YOUR TASKS -
[A] Summarize the abstract on naturally fractured rock masses in two sentences.
[B] According to the abstract on naturally fractured rock masses, what is the first step for every model?
[C] List the properties that the abstract on naturally fractured rock masses says most low-permeability rocks have.

SOURCE EXTRACT -
####

|dc.description.abstract||There are remarkable volumes of hydrocarbon resources in low-permeability naturally fractured rock masses (NFRs) characterized by naturally occurring discontinuities. Natural fractures are one of the most important factors controlling the hydraulic behavior of the rock masses and most low-permeability rocks are very strong, stiff, and fractured. Hydraulic fracturing in low-permeability hard NFRs has recently gained popularity both in the petroleum and mining industries, with different goals.
A strong understanding of the behavior of natural fractures provides engineers with better insight into the hydraulic fracturing technology and development strategies. To gain this knowledge, different methodologies and mathematical codes have been introduced to numerically model jointed systems. The first step for every model would be generating geometries that realistically represent the naturally fractured rock mass. Consequently, generating fabrics with different geometric attributes and assessing fabric effects on fluid flow and deformation are points of interest in this research. In addition, stress fields play a prominent role in hydraulic and mechanical responses of natural fractures, and this forms another core direction of the current project.

####

[Image annotation data]

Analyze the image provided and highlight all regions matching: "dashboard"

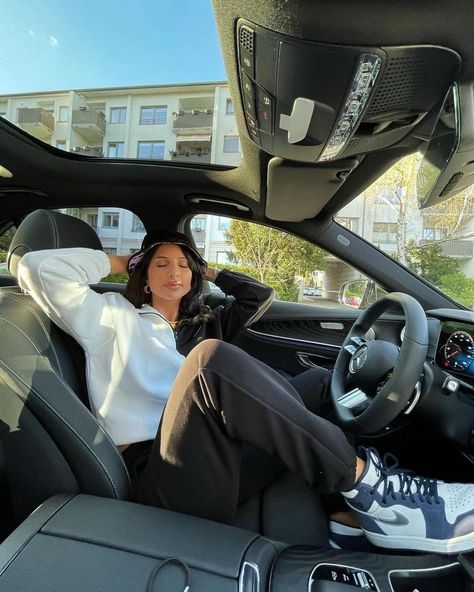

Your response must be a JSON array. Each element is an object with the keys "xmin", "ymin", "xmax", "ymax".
[{"xmin": 436, "ymin": 321, "xmax": 474, "ymax": 382}]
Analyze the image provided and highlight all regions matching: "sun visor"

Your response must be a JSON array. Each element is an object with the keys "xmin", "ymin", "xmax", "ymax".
[
  {"xmin": 236, "ymin": 19, "xmax": 461, "ymax": 163},
  {"xmin": 265, "ymin": 157, "xmax": 358, "ymax": 222}
]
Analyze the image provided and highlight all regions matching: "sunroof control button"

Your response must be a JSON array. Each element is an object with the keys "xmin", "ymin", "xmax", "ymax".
[{"xmin": 280, "ymin": 97, "xmax": 316, "ymax": 144}]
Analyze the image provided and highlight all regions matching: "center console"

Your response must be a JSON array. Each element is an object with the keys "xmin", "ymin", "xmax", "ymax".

####

RESULTS IN ORDER -
[A] Low-permeability naturally fractured rock masses hold remarkable volumes of hydrocarbon resources, and their natural fractures strongly control how they behave hydraulically, which matters for hydraulic fracturing in the petroleum and mining industries. The research focuses on generating fabrics with different geometric attributes and assessing their effects on fluid flow and deformation, as well as on the role of stress fields in the hydraulic and mechanical responses of natural fractures.

[B] Generating geometries that realistically represent the naturally fractured rock mass.

[C]
- Very strong
- Stiff
- Fractured